Task description:
Show every line of the data that contains the string "overcast".

Supplied entries:
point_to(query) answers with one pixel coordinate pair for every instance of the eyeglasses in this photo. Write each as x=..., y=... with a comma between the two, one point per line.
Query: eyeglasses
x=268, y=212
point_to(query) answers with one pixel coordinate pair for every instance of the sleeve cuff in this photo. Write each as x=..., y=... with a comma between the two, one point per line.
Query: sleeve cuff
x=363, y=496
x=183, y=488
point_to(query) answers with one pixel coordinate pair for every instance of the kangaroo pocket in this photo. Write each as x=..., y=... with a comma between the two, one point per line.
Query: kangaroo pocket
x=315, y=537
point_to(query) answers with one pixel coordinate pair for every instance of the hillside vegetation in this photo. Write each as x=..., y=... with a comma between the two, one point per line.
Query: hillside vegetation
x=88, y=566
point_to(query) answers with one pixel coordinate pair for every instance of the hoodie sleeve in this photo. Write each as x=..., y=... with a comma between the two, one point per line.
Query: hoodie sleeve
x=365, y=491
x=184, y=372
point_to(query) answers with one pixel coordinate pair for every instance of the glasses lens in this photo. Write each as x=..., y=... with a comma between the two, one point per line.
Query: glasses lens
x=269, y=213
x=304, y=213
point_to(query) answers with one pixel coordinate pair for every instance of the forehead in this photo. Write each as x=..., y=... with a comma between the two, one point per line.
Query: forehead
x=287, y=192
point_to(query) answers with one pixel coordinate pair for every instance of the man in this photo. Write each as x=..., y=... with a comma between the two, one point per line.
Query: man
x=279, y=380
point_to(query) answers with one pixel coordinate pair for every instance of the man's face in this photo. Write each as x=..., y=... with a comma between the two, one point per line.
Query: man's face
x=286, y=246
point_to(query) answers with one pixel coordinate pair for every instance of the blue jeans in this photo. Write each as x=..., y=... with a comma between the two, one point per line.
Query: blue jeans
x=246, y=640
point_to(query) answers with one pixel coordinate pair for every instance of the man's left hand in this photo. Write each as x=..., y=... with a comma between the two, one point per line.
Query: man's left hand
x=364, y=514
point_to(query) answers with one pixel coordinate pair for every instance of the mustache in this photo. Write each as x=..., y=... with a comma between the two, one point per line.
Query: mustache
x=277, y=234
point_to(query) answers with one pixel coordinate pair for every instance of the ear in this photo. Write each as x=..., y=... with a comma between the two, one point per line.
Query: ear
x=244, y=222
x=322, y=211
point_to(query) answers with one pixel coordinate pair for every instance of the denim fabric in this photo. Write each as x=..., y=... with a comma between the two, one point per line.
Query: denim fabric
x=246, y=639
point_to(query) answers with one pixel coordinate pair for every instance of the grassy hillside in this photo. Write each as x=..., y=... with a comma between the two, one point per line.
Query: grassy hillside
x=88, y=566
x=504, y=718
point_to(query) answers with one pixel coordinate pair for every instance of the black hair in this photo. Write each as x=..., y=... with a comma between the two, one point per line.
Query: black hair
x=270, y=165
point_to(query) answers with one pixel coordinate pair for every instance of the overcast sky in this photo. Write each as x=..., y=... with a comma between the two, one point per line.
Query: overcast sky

Exercise answer:
point_to(query) answers with one pixel coordinate pair for every instance of the overcast sky in this photo. Write each as x=..., y=... with a comma between the two, one point per line.
Query: overcast sky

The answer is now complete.